Dataset entries
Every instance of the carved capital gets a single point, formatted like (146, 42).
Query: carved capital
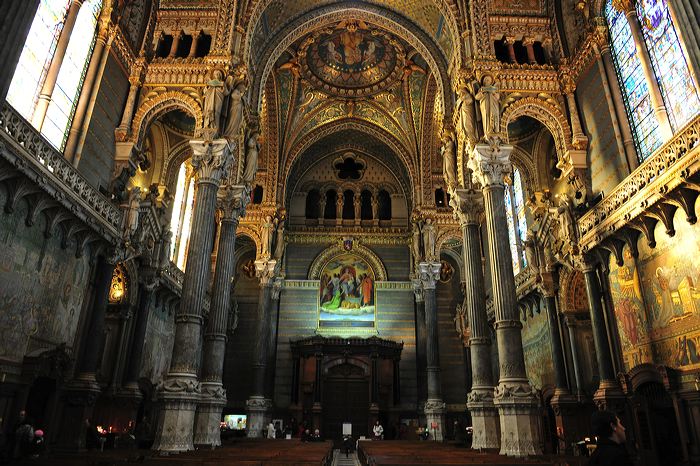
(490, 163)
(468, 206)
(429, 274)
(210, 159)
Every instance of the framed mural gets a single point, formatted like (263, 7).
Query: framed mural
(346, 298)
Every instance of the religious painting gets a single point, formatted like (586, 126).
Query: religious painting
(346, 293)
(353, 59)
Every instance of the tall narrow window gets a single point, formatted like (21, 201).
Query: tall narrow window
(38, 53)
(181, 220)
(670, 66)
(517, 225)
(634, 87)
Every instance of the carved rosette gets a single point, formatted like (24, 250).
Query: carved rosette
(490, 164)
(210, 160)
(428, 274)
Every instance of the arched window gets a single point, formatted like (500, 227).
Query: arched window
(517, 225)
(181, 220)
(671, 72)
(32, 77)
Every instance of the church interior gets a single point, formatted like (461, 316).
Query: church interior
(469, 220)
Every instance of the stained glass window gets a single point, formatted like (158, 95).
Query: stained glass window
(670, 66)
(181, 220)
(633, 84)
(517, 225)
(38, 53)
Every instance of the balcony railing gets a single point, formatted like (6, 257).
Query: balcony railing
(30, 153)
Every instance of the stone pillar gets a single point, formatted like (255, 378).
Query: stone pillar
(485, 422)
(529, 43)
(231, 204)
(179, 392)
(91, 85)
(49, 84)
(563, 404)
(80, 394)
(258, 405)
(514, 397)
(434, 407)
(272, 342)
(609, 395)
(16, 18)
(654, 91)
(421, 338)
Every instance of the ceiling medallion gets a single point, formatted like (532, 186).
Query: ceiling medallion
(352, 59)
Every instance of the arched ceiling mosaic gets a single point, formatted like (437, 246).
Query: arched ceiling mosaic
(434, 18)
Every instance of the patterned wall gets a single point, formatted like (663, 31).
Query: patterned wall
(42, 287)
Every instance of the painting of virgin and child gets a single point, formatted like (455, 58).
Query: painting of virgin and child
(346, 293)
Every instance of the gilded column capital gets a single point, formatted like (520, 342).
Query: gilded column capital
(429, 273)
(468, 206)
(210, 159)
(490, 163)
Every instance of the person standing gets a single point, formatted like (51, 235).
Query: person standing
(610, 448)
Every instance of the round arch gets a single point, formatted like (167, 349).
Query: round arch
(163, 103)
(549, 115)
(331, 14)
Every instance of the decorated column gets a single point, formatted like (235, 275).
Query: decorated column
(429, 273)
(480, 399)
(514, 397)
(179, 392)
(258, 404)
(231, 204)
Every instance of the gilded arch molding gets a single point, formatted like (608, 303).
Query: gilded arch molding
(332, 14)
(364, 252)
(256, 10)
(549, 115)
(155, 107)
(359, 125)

What you will do: Copy out the records exactly. Do not include the pictures.

Response to this exercise:
Every instance of the carved capital gets a single point, formatted like (146, 42).
Query: carved capital
(490, 163)
(468, 206)
(429, 274)
(210, 159)
Every instance of the framed mural gets a single point, formatted like (263, 7).
Query: framed mural
(346, 298)
Every instance of the religious painting gets a single point, formatted like (586, 126).
Query: religious painting
(346, 293)
(353, 59)
Every instance of the tall narrow window gets a single point, formatted like (21, 201).
Query: tall narrow window
(38, 53)
(181, 220)
(670, 66)
(517, 225)
(634, 87)
Every instance of the carved rosette gets a single point, formatted like (24, 250).
Query: carved rosette
(490, 164)
(210, 160)
(428, 274)
Every instance of the arched window gets a single point, formatted like (500, 227).
Query: arched window
(517, 225)
(181, 220)
(671, 72)
(32, 77)
Every instance of the church interior gets a single point, formatted like (461, 316).
Query: church interior
(469, 220)
Every instance of the stained glass window gets a single point, formatted like (158, 95).
Query: stained glass window
(670, 66)
(181, 220)
(633, 84)
(517, 225)
(38, 53)
Every instance of the balcony railing gets a single point, formatted like (6, 257).
Query: balcony railing
(30, 153)
Every instance of the stone pillar gets a single point, formatted like (255, 378).
Query: stone pillar
(485, 422)
(529, 43)
(231, 204)
(179, 392)
(91, 85)
(49, 84)
(563, 404)
(80, 394)
(258, 405)
(514, 397)
(434, 407)
(272, 342)
(609, 395)
(16, 18)
(654, 91)
(421, 338)
Every instance of the ceiling medallion gets a single point, formatted like (532, 186).
Query: ceiling medallion
(352, 59)
Every instance of the arched ceiling mosaic gets a single point, formatted like (437, 246).
Query: arched ceiling mosaic
(434, 18)
Every instance of the patterned wall gets a single point, formatted like (663, 31).
Query: patterned wall
(42, 287)
Every instance of the painting of virgin and child gets a single point, formatted like (455, 58).
Query: painting of virgin and child
(346, 293)
Every instance of the gilded column capital gets a single point, formatted like (520, 342).
Query: gilded column capital
(429, 273)
(468, 206)
(210, 159)
(490, 163)
Every instance of the person standing gets a single point, formatted like (51, 235).
Query: person standing
(610, 448)
Every instance of the round arch gets a single point, formatted like (167, 349).
Query: round arch
(163, 103)
(549, 115)
(331, 14)
Every instance of the decorated column gets a single point, formatted like (235, 275).
Query: decorated column
(429, 273)
(480, 399)
(514, 397)
(179, 392)
(258, 404)
(231, 204)
Every instance of the gilded arch molding gets a single point, formatted like (608, 303).
Query: gilded arch molding
(332, 14)
(364, 252)
(256, 10)
(549, 115)
(155, 107)
(359, 125)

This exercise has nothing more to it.